TASK DIRECTIONS: A verbatim copy of the listing is what is needed, minus any pictures.

RECORDS TO USE:
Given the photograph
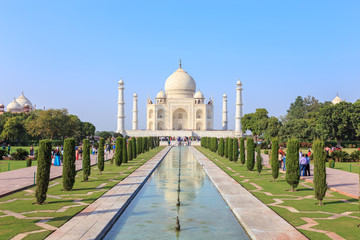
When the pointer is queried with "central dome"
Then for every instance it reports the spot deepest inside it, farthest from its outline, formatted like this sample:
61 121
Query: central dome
180 85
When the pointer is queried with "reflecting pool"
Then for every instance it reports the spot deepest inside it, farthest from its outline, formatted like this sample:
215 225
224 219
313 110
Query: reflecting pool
203 214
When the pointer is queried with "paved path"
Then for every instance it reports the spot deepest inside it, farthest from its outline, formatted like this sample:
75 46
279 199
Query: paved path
15 180
340 181
95 220
259 221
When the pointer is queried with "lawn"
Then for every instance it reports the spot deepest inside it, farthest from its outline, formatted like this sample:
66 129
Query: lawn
5 165
296 207
23 216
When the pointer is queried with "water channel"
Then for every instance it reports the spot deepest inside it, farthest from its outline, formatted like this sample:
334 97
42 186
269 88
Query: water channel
203 214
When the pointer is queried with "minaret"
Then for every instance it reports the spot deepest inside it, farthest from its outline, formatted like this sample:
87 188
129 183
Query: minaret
135 113
121 112
239 104
225 122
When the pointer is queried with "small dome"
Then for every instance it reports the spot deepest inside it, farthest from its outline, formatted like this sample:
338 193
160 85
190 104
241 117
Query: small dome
22 100
180 85
336 100
161 94
14 106
199 94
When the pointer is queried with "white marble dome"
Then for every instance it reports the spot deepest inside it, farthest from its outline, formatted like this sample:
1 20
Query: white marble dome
22 100
161 94
180 85
199 94
14 106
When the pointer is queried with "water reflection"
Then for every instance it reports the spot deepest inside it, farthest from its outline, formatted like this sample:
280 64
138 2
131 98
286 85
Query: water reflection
203 214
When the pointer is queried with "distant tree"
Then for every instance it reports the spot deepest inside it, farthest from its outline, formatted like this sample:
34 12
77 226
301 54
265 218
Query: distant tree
258 159
250 162
230 149
69 170
86 160
101 162
274 158
221 147
124 151
235 150
226 151
292 164
319 156
118 151
242 151
43 171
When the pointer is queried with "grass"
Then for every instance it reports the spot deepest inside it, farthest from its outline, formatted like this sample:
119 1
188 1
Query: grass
14 164
58 200
335 203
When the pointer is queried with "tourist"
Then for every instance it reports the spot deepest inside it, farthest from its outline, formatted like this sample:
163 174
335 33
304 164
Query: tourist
57 161
31 150
284 166
302 162
307 167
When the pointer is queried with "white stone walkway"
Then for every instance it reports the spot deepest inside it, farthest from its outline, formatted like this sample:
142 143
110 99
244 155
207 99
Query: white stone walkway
258 220
95 220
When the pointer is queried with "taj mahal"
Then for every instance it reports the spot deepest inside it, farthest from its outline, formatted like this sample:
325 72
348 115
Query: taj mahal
179 111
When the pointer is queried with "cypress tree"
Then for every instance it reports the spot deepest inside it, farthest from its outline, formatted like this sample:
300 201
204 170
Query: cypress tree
258 160
130 157
235 149
242 151
221 147
230 149
101 162
69 170
250 150
274 158
43 170
292 164
226 151
86 160
118 151
320 185
124 151
134 147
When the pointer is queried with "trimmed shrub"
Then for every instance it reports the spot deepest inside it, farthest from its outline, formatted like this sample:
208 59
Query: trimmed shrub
230 149
118 151
320 185
124 151
292 164
242 151
258 160
69 171
101 162
235 150
86 160
43 171
250 150
274 158
226 151
221 147
19 154
130 150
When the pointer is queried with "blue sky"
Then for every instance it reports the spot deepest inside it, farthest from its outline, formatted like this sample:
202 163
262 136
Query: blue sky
71 54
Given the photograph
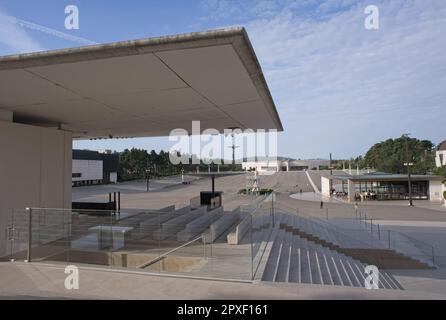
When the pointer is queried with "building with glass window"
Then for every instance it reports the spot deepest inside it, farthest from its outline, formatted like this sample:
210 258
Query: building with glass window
440 156
381 186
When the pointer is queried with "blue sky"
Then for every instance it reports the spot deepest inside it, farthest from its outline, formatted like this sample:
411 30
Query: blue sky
338 87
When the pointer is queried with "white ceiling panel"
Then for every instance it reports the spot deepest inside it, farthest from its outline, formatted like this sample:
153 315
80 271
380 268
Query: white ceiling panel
71 111
216 72
141 88
112 76
19 87
252 114
157 102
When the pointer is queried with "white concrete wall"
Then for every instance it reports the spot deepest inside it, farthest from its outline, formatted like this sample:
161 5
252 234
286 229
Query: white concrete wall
89 170
113 177
35 169
435 191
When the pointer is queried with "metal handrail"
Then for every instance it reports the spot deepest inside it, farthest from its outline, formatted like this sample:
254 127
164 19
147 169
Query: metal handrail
146 264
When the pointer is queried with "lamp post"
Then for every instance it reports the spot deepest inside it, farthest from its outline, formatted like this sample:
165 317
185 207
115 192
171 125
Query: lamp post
408 164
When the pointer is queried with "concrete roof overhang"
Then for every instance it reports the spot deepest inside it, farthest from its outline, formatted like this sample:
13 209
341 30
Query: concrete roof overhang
141 88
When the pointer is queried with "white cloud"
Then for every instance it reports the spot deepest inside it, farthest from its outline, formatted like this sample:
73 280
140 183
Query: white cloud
340 86
14 39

SOLUTION BELOW:
Given the photograph
When the pointer is queried with "central dome"
Then for every instance it reports the spot deepest inside it, farthest from its outline, formatted like this sample:
61 121
Query: central dome
180 85
When the pointer is queried with "reflecting pool"
Then for every instance it reports the spot deepest inside it, farthest from its outline, formatted like this sample:
215 225
224 219
313 110
Query: reflecting pool
203 214
When the pointer is queried with "paved path"
Then for every instance it reports the spot deepest inside it, farthest from its outline, formatted like this sample:
75 46
279 199
Query: paved path
15 180
340 181
95 220
259 221
When the pointer is queried with "lawn"
Then for every instance it reports the spot deepest inside it, farthest from its outline, formatted like this sample:
66 129
Query: lawn
5 165
296 207
23 216
When the pointer is queried with "water channel"
Then for every instance it reports the spot deepest inside it, farthest from its outline, formatted like this sample:
334 97
42 186
269 88
Query: water channel
203 214
When the pointer is queried with "minaret"
Then for every instance it reports the spot deepest inside it, farthest from its outline, formatted like this sample:
87 188
129 183
Query: minaret
135 113
121 112
239 104
225 122
When the pointer is queried with "small dome"
Then for every instance it reports the spot deepest inside it, farthest from its outline, formatted like this sample:
338 193
160 85
190 104
241 117
Query: small dome
22 100
180 85
336 100
161 94
14 106
199 94
When the pointer is queried with "white marble dome"
Then for every instance it reports the spot deepest inside it, farthest from its outline, formatted like this sample:
1 20
Query: white marble dome
22 100
161 94
180 85
199 94
14 106
When the pointer is queried with "water reflection"
Then for every instance it reports the spot deepest inside it, farthest from its outline, formatted like this sample:
280 64
138 2
131 98
286 85
Query: water reflection
203 214
When the pointer is queried with "distant tree"
Then for every instance it reports the spot deepest inside it, farthest from its outline, formatted like this sample:
34 12
77 226
301 54
265 218
Query: distant tree
258 159
250 162
230 149
69 170
86 160
101 162
274 158
221 147
124 151
235 150
226 151
292 164
319 156
118 151
242 151
43 171
When the pointer is queried with "grass"
Then for every instance it reports the spot deepest inside it, farthest from its outline, formatted like this sample:
119 1
188 1
Query: grass
14 164
58 200
335 203
When the pointer is queried with "tourist"
Then for every instance it reports the spot deepest inside it, farthest from its outline, formatted like this sample:
163 174
335 33
304 164
Query: tourist
57 161
31 150
284 166
302 162
307 167
When the pointer is queried with "white stone walkway"
Then for every instance it reports the spot deepest inside it, farthest from its outline, formatted like this sample:
142 143
110 99
244 155
207 99
Query: white stone walkway
258 220
95 220
When the pointer is queried with "taj mahal"
Then for every instance it reports the spot deepest inside it, farthest from its outline, formatted like this sample:
325 72
348 115
Query: taj mahal
179 111
When the pointer is queried with "cypress tree"
Then for every instance it reports the spot deepest inside it, farthest from its outline, formatted like this sample:
300 201
204 170
Query: cypress tree
258 160
130 157
235 149
242 151
221 147
230 149
101 162
69 170
250 150
274 158
43 170
292 164
226 151
86 160
118 151
320 185
124 151
134 147
When the pointer is queried with "trimmed shrub"
Then for every instance it reports the spot deepest inside it, farthest from its outline, formatted like this sample:
208 59
Query: trimmed shrub
230 149
118 151
320 185
124 151
292 164
242 151
258 160
69 171
101 162
235 150
86 160
43 171
250 150
274 158
226 151
221 147
19 154
130 150
When the pointer is queried with "blue sky"
Then for every instance it reports the spot deepest inside it, farthest from its outline, formatted like this sample:
202 163
262 136
Query: blue sky
71 54
Given the photograph
When the pointer is queried with "building with glass window"
Then for every instance it reports the spot deepest inside it, farthest from its outline, formatted like this sample:
210 258
Query: building with glass window
440 156
381 186
When the pointer is queried with "blue sky"
Then for every instance it reports the spot deepest inside it, farthest from its outline, formatted like this sample:
411 30
Query: blue sky
338 87
When the pointer is queried with "white ceiling panel"
Then for every instance it reports the spot deepest inside it, farthest from its outline, formatted like this sample:
153 315
80 271
380 268
Query: white ceiling panel
71 111
216 72
141 88
112 76
19 87
252 114
157 102
When the pointer is queried with "white concrete wall"
Then for every instance it reports the spot deepest inside it, farthest from its outline, formatted like this sample:
161 5
252 234
286 229
Query: white concrete wall
89 170
113 177
35 169
435 191
When the pointer is queried with "metal handrail"
Then for every instance it reports the spot deepest inside it, farthest from its outline, formatted like this sample:
254 127
164 19
147 169
Query: metal handrail
146 264
When the pointer is queried with "lamp post"
Then for every instance it reports the spot deepest inside it, farthest from its outline, formatted like this sample:
165 317
185 207
115 192
171 125
Query: lamp post
408 164
When the pointer is queried with "concrete roof overhang"
Then for every instance it reports the spot deepest inside it, farthest from its outline, formatted like this sample:
13 209
341 30
Query: concrete roof overhang
141 88
When the pointer is queried with "white cloud"
Then for every instance it reports the spot deepest inside it, farthest from its outline, formatted like this sample:
73 280
140 183
Query: white cloud
340 86
14 39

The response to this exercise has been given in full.